Exercise objective: Copy all of the records below word for word, and leave the pictures out of your answer.

Rows:
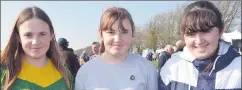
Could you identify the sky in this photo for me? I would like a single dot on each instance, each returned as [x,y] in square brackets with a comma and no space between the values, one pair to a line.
[78,21]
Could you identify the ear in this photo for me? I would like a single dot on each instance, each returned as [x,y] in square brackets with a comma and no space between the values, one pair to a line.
[221,33]
[51,36]
[18,38]
[100,34]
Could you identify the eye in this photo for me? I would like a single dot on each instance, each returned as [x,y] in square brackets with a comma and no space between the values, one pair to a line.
[125,31]
[28,35]
[42,34]
[110,31]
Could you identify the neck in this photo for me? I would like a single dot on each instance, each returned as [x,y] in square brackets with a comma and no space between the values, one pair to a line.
[38,62]
[113,59]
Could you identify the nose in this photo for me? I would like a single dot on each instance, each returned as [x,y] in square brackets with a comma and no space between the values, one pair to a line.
[199,39]
[36,40]
[118,36]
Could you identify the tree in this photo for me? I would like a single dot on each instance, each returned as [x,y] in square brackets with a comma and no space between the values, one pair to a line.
[231,11]
[138,43]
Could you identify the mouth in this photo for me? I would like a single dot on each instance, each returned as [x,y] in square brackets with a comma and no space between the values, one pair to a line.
[117,46]
[36,48]
[201,46]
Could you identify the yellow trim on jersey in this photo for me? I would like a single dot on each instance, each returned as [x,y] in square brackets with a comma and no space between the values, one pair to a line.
[43,77]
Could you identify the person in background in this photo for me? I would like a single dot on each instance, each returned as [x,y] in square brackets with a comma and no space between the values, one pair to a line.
[70,59]
[95,49]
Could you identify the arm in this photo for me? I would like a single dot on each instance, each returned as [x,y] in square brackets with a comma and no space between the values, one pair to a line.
[81,78]
[152,78]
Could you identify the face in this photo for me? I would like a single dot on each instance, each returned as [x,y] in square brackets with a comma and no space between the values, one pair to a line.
[203,45]
[35,38]
[95,48]
[117,41]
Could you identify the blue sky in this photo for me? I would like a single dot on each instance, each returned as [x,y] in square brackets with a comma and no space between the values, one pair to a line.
[78,21]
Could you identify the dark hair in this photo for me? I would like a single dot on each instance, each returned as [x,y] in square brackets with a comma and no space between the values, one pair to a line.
[95,43]
[200,16]
[12,54]
[110,16]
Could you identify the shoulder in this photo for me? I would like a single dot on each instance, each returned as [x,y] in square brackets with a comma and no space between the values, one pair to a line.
[236,63]
[140,61]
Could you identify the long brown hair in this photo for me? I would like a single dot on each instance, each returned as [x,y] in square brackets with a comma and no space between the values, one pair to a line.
[109,17]
[12,54]
[201,16]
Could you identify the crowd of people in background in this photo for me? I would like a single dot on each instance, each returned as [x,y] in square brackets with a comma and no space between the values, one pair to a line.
[34,60]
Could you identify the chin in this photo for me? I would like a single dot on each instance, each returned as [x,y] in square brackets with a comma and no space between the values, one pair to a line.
[36,56]
[202,56]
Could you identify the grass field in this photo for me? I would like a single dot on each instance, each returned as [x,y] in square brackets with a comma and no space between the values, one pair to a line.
[155,63]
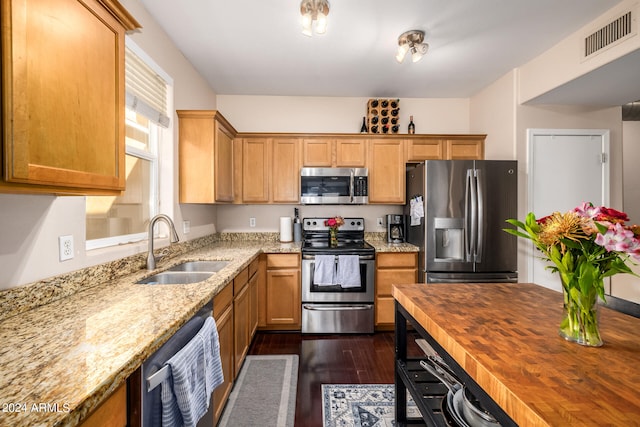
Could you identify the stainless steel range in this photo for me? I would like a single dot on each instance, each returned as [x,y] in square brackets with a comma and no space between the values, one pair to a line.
[337,282]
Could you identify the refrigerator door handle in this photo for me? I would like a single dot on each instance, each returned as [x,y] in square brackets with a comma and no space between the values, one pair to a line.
[470,217]
[480,210]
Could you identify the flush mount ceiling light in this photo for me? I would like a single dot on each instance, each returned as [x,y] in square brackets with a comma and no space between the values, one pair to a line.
[314,10]
[411,41]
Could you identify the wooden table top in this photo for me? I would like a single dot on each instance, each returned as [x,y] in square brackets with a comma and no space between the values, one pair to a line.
[506,337]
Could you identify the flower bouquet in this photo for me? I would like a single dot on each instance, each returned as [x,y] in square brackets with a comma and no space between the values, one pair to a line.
[584,245]
[334,224]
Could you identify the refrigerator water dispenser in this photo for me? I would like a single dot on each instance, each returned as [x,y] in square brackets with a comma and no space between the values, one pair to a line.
[449,235]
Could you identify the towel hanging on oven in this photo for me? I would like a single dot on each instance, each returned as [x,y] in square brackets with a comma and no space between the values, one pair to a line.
[324,273]
[348,275]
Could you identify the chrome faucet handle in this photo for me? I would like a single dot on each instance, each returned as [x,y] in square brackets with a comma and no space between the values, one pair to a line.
[151,259]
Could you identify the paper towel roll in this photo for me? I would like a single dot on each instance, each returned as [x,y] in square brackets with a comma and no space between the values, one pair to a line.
[286,233]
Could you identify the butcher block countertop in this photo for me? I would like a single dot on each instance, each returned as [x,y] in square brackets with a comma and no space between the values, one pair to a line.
[505,336]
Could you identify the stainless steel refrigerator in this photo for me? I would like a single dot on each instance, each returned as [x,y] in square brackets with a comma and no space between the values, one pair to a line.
[465,204]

Answer to this exercise:
Could you identify the sky in this photo for me? I would like a single dot on each instance, each returned as [x,y] in square brackets with a comma and no space between the values, one pair to a line.
[78,21]
Could you identify the ear in this photo for me? I would like a single dot on each instance, each returned as [x,y] in square brackets with a comma and no space between the values, one pair to a line.
[221,33]
[51,36]
[18,38]
[100,34]
Could you identify the eye in this photo for me? I would like a single dot on each instance, each returned as [x,y] in square brackets with a comma and no space between the values, one pair to a line.
[125,31]
[28,35]
[42,34]
[110,31]
Could you identify the neck in this photo for me? I would like a single dot on each instance, each returned as [x,y] in square brackets with a comma and no space between the values, one pair to a line.
[38,62]
[113,59]
Could you identify the nose in this photo for me? I would like a single dot on each instance, each returned as [x,y] in square brackets with a comma and no space between the values, one pair to a line.
[199,39]
[36,40]
[118,36]
Could you identify the tree in this photo for me? I would like a single dot on each instance, each returned as [x,y] in square brackets with a comma and no space between the values, one pair to a line.
[231,11]
[138,43]
Could you identify the mouth in this photo for me? I would like a single dot on each instance, each returned as [x,y] in square brackets with a comma and no space between the values, one pair to a line.
[117,46]
[36,48]
[201,46]
Could you identify the yellow trim on jersey in this photo for me? I would like a single dot on each instance, each returned as [x,y] in square brackets with a comma and no space between the values, one pair to a line.
[43,77]
Could you identify the person in background in this photo for me? I would like a single dot on each instance, each returned as [x,y] in square brackets with a comma and no space between the values, one pair to a line.
[70,59]
[95,49]
Could you identify the arm in this photo for me? I would like a single dot on each instance, each returned as [x,y] in square brackets with a comma and no space between the values, one pair to a line.
[81,78]
[152,78]
Could you identify the face in this photo for me? I would like a single dot on each instance, each returned as [x,y] in square brackets with a comma and no space between the values, one pair to a line.
[203,45]
[35,38]
[95,48]
[117,41]
Could you identify the blue sky in this photo for me? I would like a single dot on each instance, each returned as [x,y] in square brackets with a comma and no space between the values, one pair to a line.
[78,21]
Could you identify the dark hair in this photo for me? I would like a single dot on each instance, each returned as [x,y] in square brackets with a comma and no space between the values, one pair to a line.
[95,43]
[200,16]
[12,54]
[110,16]
Could you identify the shoulder in this photo for me? I would like a single dot on each instance, each returned as [x,y] in square brackets with a comma and no space between the values, one pair to a line.
[236,63]
[140,61]
Could you identify the long brown hair in this photo for me? I would like a single dot on each instance, each returned as [x,y] in square brackets with a comma and no space between the values, one pair to a line.
[109,17]
[12,54]
[201,16]
Could you identify the crowd of people in background in this photo for me? I would like a single dot on each instance, each returned as [x,y] in square brackets with a comma and no space between the values, one pair to a line.
[34,60]
Could you identify the chin in this photo for me? I would like a single dot on each instance, each returned as [x,y] in square brackets with a comma and no space between the values, one pair to a line.
[36,56]
[202,56]
Could you identify the grass field in this photo for me? I would like a single dot on each instance, each returned as [x,y] in square brackets with a comma and no space between the values, one pair to a line.
[155,63]
Could you identify the stainless steel range in this photo for me? I would like a single dot on each instance, each returned as [x,y] in square brackets with a comma and no space between the values, one pair to a line.
[337,282]
Could you identify the refrigerator door handle in this photo for me? I would like a single dot on each instance, each returned as [x,y] in square brackets with a comma and no space between the values, one pair to a line.
[470,217]
[480,210]
Could you identify the flush mount ceiling light in this photo for me? I would like a single dot on each instance, each returned as [x,y] in square brackets with a comma and no space between the values, one pair to a line.
[314,10]
[411,41]
Could you identify the wooden table top in this photo for me? I would like a single dot on each instance, each returned as [x,y] in square brackets with a comma and no space between the values, one pair to a line.
[506,337]
Could you identify the flower bouquet in this photo for me? I would like a single dot on each instance, each returned as [x,y] in square brackets with a comma and no space between the values, one pair to a line.
[584,245]
[334,224]
Could you identify the refrigerator water dispenser in this photo for me? I would like a single dot on each instance, each returned as [x,y] in square brackets with a comma and no space between the values, one pair to a line.
[449,235]
Could you identify the towel hanging on oven in this photo for me? I would like a single dot on each instance, each returned as [x,y] in square brackets with a comma and no space between the values, one pair to a line.
[324,273]
[348,275]
Could you identify the chrome faucet handle in this photo for me? I would like a single dot on each instance, each returned as [x,y] in square brackets with a comma and no space between the values, one pair to a line.
[151,259]
Could you identify the paper towel roll in this photo for me? I would like a single dot on each instance, each returned as [x,y] in square brackets with a comma and no space between the values, one pair to a line.
[286,233]
Could you identify the butcher block countertop in this photo for me? I would like a single dot on each instance, each returned as [x,y] in square brackets with a comma and no space between the values, one pair to a line.
[505,336]
Could you identify the stainless steel refrigerator in this photo for me? I would like a single dot on each instance, each returned as [x,y] in square brackets with a comma and no space between the values, one pair to a line.
[465,204]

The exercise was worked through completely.